- [Problem details] Copy each line exactly. Leave nothing out.
--- BEGIN Data section ---
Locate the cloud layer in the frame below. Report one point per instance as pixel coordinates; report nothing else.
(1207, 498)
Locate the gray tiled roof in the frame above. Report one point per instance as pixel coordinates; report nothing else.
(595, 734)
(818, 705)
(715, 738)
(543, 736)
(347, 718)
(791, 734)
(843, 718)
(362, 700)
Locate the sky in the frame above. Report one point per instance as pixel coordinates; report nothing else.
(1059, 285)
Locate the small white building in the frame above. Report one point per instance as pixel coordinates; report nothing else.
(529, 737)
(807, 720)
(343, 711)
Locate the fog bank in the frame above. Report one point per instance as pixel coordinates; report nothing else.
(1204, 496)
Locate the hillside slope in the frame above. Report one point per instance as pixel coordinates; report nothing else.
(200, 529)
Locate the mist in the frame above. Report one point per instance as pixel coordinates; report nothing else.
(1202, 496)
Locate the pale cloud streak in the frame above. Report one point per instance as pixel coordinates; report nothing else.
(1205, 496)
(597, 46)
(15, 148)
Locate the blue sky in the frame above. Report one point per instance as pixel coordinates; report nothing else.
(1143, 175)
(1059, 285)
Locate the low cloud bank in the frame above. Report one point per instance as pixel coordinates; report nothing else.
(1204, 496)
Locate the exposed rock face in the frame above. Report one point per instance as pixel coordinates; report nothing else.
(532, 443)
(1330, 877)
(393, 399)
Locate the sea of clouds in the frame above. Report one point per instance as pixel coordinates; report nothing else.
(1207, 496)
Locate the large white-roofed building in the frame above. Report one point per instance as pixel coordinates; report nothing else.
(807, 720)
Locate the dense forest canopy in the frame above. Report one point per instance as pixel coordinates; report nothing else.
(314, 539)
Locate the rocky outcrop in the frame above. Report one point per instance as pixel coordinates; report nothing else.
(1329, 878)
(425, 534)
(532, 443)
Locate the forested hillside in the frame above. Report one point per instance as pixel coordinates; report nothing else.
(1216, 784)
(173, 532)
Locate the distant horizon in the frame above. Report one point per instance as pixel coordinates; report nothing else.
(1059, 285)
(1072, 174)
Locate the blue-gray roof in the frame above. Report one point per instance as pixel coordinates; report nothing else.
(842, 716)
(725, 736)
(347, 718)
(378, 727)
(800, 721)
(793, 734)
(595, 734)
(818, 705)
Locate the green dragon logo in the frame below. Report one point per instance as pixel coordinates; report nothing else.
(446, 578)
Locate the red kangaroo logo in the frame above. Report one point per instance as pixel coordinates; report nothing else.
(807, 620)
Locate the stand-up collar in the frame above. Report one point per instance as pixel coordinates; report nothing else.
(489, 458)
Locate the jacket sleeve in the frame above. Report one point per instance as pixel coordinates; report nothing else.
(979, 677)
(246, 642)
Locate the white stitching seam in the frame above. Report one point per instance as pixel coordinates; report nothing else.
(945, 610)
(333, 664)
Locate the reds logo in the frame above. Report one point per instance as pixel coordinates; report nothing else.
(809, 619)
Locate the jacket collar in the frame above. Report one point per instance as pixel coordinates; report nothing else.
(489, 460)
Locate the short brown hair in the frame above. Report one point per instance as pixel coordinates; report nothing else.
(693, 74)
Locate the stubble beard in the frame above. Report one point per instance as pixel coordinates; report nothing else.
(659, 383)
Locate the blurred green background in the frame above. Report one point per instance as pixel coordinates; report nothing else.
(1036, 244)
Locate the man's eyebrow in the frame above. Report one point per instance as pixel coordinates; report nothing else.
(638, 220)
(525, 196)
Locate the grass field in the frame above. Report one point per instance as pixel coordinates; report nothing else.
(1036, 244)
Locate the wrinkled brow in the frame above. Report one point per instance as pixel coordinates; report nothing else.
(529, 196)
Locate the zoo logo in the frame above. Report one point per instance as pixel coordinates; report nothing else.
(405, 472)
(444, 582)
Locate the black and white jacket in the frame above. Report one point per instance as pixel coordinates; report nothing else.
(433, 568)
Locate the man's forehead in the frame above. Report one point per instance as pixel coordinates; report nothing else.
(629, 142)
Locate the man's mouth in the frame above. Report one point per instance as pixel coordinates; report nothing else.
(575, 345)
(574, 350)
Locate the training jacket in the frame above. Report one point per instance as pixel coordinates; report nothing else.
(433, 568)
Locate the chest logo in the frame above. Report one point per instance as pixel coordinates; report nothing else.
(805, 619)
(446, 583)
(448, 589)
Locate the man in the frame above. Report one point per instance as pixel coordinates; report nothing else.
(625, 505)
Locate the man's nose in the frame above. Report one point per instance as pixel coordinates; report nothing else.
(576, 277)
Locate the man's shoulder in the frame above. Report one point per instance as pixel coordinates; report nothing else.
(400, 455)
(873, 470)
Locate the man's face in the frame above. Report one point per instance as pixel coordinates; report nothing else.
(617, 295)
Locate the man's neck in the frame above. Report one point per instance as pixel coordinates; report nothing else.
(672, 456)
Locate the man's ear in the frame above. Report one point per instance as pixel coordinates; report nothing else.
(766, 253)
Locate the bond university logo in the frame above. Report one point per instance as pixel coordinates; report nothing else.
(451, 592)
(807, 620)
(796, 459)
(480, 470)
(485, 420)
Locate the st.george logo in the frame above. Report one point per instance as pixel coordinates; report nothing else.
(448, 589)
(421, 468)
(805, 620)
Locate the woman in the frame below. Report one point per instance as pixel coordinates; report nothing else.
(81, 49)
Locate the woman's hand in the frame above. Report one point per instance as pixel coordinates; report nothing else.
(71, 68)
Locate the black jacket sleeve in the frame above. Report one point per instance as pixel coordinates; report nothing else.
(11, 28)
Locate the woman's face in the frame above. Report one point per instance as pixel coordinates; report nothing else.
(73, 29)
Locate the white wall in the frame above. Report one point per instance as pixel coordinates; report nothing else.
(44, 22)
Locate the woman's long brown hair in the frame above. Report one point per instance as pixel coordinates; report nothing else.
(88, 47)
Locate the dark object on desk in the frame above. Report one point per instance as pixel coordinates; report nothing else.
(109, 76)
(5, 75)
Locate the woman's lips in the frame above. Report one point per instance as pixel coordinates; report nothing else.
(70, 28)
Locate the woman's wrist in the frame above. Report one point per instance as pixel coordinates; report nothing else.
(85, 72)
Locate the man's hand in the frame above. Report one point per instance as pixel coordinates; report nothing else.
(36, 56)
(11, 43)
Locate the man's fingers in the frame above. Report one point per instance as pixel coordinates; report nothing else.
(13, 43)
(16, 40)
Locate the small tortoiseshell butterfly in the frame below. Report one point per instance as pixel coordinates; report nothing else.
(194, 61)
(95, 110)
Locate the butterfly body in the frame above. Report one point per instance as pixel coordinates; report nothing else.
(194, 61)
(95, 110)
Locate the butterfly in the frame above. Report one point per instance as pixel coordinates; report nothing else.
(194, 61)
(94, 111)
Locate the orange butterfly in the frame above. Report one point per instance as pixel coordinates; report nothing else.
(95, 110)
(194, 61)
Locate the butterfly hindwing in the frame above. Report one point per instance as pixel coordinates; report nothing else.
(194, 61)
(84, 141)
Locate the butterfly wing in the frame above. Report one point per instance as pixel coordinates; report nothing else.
--- END Data section ---
- [Solution to the exercise]
Locate the cloud layer in the frame below. Report one point per instance as pixel coordinates; report nothing else.
(1207, 498)
Locate the gray tiled roof in the frame above. Report one point per instance as pixel coordinates; report nothing else.
(595, 734)
(818, 705)
(715, 738)
(543, 736)
(347, 718)
(791, 734)
(843, 718)
(362, 700)
Locate the sky in the frame above. Report one point per instance as pixel coordinates; report nothing else.
(1059, 285)
Locate the small white building in the frame above. Report one point per instance as pixel coordinates; report nothing else.
(529, 737)
(807, 720)
(343, 711)
Locate the fog bank in the frame above. Report one point per instance as pixel coordinates; report nothing else.
(1204, 496)
Locate the hillside slope in the frame above. Report one point per instance as pixel coordinates; report nothing else.
(200, 529)
Locate the mist in the frame above. Report one point per instance as pixel coordinates; report nothing else.
(1202, 496)
Locate the pale cloud streak in the frame above. Report one point per instance as pixel coordinates; report nothing else.
(1205, 496)
(597, 46)
(15, 148)
Locate the blue sky in the frame above. Report one point per instance as pixel coordinates; report nothing else.
(1143, 175)
(1059, 285)
Locate the low cloud bank in the frame above. Report one point per instance as pixel coordinates; report nothing else.
(1204, 496)
Locate the exposed rock face in the frame above. Report one point per instance as pixel coordinates; report nothing else.
(532, 443)
(1330, 877)
(393, 399)
Locate the sea of clouds in the frame above. Report one point per instance as pixel coordinates; report nothing else.
(1207, 496)
Locate the large white-roofed building in the frame above. Report one point per instance as pixel coordinates; report nothing else.
(807, 720)
Locate the dense forest canopy in the frame above. Report one point per instance as pixel coordinates; report nothing else.
(314, 539)
Locate the rocky outcrop in the frame above. Report one point per instance as pixel coordinates; report nothing else.
(1329, 878)
(425, 534)
(532, 443)
Locate the forested hillside in the frame above. Report one point per instance as pixel coordinates; report nothing else.
(1216, 784)
(173, 532)
Locate the distant horizon in the frame above. Report one point per instance as pixel coordinates; report nothing else.
(1059, 285)
(1072, 174)
Locate the blue-gray roof in the frame above. Report one point per instance as pixel coordinates; report nothing else.
(842, 716)
(725, 736)
(347, 718)
(378, 727)
(800, 721)
(793, 734)
(595, 734)
(818, 705)
Locate the green dragon logo in the frame below. Report one point per instance as pixel coordinates; report nothing else.
(446, 578)
Locate the red kangaroo logo in the frame above. Report one point per instance as pixel coordinates; report nothing else.
(807, 620)
Locate the stand-up collar in the frame above. Report one point per instance as pixel coordinates; report nothing else.
(489, 458)
Locate the jacket sleeve in the frame above. Report one point per instance as pixel coordinates; report nothing else.
(979, 677)
(246, 642)
Locate the white stitching seam in the frame above. Report one point per instance as pixel coordinates; report nothing else.
(945, 610)
(333, 664)
Locate the reds logo in the frame above. Report one point per instance as pixel coordinates; report nothing else.
(809, 619)
Locate the jacket collar in the frame above. Report one point per instance as pixel coordinates; report nothing else.
(489, 460)
Locate the short brown hair in the frame above. Report one point per instance as pixel coordinates; report nothing else.
(693, 74)
Locate the stubble beard in the frame above. Report one point per instance as pixel coordinates; report nothing else.
(659, 383)
Locate the blurred green background in the frame above. Report one point per instance as pixel coordinates; report nothing else.
(1036, 244)
Locate the man's eyebrow in the frame above. Report one point per instance as pixel coordinates; report nothing else.
(638, 220)
(525, 196)
Locate the grass field in the frame above. Report one point per instance as pixel coordinates; report nothing else.
(1036, 244)
Locate the wrinkled brow in the frame above. Report one point per instance as pixel coordinates; report nothing else.
(529, 196)
Locate the zoo logo in the frame above. Report one point per instance as pixel coordinates; report nothing else.
(405, 472)
(444, 582)
Locate the black and white jacket in the frame above. Report one point per instance as pixel coordinates; report nothing else.
(433, 568)
Locate the man's forehead in the frame above. Report one point per instance as pixel coordinates; report nothing else.
(629, 142)
Locate the man's mouth in the frame above. Report one point per instance as pixel coordinates; report nothing else.
(575, 345)
(574, 350)
Locate the training jacket in the frame above. Report one point per instance as pixel coordinates; report nothing else.
(433, 568)
Locate the chest logo in the frame above. Report one point per instance as pixel coordinates; report nothing else.
(805, 619)
(446, 583)
(448, 589)
Locate the man in the frame above. Report one point per instance as pixel coordinates; report nothing else.
(625, 505)
Locate the man's nose in the frame above. Report one point per instance as pixel coordinates; report nothing else.
(576, 277)
Locate the man's shoulder in the frame above. Report one point per instance as pixel coordinates; report nothing else.
(400, 455)
(873, 470)
Locate the man's face in the frame above. Report one point per instance as pixel coordinates; report nothing else.
(617, 295)
Locate the man's neck in the frame above. Report one point per instance as pixel coordinates; report nothing else.
(672, 456)
Locate the man's ear in the frame above. Report one point per instance as pixel coordinates; report nothing else.
(766, 253)
Locate the bond university logo in the frame above. Report one point per instance as pixel coordinates; report nothing else.
(451, 592)
(807, 620)
(796, 459)
(480, 470)
(485, 420)
Locate the st.george logo in the frame above. Report one point per instance as pixel coordinates; report nothing else.
(448, 589)
(421, 468)
(805, 620)
Locate the woman in the frame below. Report one point per instance as pixel coordinates; report nothing else.
(81, 49)
Locate the woman's hand in the frame above. Report one point per instance as pixel coordinates; report nothing else.
(71, 68)
Locate the black jacket sleeve in the frame above. Report one point per instance as pixel coordinates; report nothing else.
(11, 28)
Locate the woman's face in the frame above. Report one point per instance as pixel coordinates; report nothing else.
(73, 29)
Locate the white wall in the frame above. Report one point per instance as pixel coordinates; report nothing else.
(44, 22)
Locate the woman's long brown hair in the frame above. Report one point per instance as pixel coordinates; report nothing else.
(88, 47)
Locate the dark object on desk in the frame above. Report one point per instance as pixel coordinates; report nothing else.
(109, 76)
(5, 75)
Locate the woman's lips in the frame above. Report one point per instance as pixel coordinates; report nothing else.
(70, 28)
Locate the woman's wrist in the frame above. Report one point per instance as pixel coordinates; report nothing else.
(85, 72)
Locate the man's hand in the frame above. Report one point per instance as pixel coordinates; report nothing else.
(36, 56)
(11, 43)
Locate the man's fingers in the frame above. Report one point per instance as pixel coordinates; report nothing else.
(13, 43)
(16, 40)
Locate the small tortoiseshell butterfly in the frame below. Report one point per instance as pixel coordinates; report nothing else.
(194, 61)
(95, 110)
Locate the butterfly body in the frame above. Report one point per instance as pixel coordinates; report nothing else.
(194, 61)
(95, 110)
Locate the butterfly in the frame above. Report one point per instance as pixel coordinates; report nothing else.
(194, 61)
(94, 111)
Locate the orange butterfly in the frame above. Report one point per instance as pixel coordinates; report nothing else.
(95, 110)
(194, 61)
Locate the butterfly hindwing in the frame above. Report one point per instance as pixel coordinates; report nothing else.
(194, 61)
(84, 141)
Locate the butterfly wing in the frame above. Report one point per instance as pixel coordinates; report nothing else.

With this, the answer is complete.